**Problem details:** Transcribe only what runs from the line including "Would you mind indicating the man with" through the last line of the entries, exactly as it appears.

**Entries provided:**
◇ ◇ ◇ ◇ ◇

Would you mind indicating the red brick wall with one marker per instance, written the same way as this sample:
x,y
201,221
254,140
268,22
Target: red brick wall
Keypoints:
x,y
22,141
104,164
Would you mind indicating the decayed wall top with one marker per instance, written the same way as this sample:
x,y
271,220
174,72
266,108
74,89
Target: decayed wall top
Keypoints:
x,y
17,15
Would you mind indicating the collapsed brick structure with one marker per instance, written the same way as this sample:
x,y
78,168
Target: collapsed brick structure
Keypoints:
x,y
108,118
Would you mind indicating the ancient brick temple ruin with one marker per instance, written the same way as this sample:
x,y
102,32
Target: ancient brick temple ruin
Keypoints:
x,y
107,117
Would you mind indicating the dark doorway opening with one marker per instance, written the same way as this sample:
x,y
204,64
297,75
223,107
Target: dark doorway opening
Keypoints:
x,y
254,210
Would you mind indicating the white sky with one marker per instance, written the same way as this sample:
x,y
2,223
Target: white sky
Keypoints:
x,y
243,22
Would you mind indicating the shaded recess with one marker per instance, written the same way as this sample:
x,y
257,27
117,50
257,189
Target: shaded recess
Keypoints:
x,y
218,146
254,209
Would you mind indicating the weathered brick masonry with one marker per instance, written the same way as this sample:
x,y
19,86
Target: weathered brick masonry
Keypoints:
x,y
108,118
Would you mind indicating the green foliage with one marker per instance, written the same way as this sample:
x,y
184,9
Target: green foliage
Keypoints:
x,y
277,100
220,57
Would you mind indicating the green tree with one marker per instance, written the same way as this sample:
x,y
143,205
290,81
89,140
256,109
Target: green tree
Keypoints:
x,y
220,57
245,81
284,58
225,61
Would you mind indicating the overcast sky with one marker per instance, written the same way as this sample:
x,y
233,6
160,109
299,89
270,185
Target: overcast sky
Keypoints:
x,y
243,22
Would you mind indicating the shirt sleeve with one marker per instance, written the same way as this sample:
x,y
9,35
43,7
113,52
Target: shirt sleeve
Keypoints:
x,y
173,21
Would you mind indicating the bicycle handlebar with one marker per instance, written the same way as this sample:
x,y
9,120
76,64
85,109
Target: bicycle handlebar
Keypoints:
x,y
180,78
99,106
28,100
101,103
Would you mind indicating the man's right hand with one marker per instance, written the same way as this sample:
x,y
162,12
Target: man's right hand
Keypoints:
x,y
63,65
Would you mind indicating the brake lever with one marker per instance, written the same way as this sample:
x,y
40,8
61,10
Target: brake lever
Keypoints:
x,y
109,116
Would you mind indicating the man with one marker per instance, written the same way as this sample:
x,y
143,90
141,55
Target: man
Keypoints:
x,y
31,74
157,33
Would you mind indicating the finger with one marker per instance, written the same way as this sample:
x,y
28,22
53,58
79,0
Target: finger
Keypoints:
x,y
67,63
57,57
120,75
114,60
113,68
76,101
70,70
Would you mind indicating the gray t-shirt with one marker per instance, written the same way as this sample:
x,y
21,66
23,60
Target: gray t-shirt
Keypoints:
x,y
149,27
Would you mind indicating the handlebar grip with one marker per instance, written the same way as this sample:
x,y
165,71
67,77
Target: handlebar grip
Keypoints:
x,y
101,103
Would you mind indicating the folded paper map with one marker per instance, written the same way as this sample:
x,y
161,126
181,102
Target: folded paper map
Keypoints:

◇ ◇ ◇ ◇ ◇

**Result of the exercise:**
Would you mind indicating the man with one marker per instance, written the same way as this sample:
x,y
143,90
141,55
Target: man
Keypoints:
x,y
31,74
157,33
Would you mind indicating the finger with one marker per instance, written the same way as this sample:
x,y
28,22
53,58
79,0
Target: finger
Keypoints:
x,y
67,63
57,57
120,75
114,60
113,68
76,101
70,70
Would you mind indicating the gray t-shirt with one marker per instance, written the same way as this sample:
x,y
21,66
23,60
Target: gray t-shirt
Keypoints:
x,y
149,27
Would you mind indicating the handlebar grip with one marker per instance, written the same way as this sample:
x,y
165,71
67,77
Target: handlebar grip
Keypoints:
x,y
101,103
Would you mind indicating the folded paper map with one marker per instance, written the same way as this sample:
x,y
161,126
181,102
Target: folded paper map
Keypoints:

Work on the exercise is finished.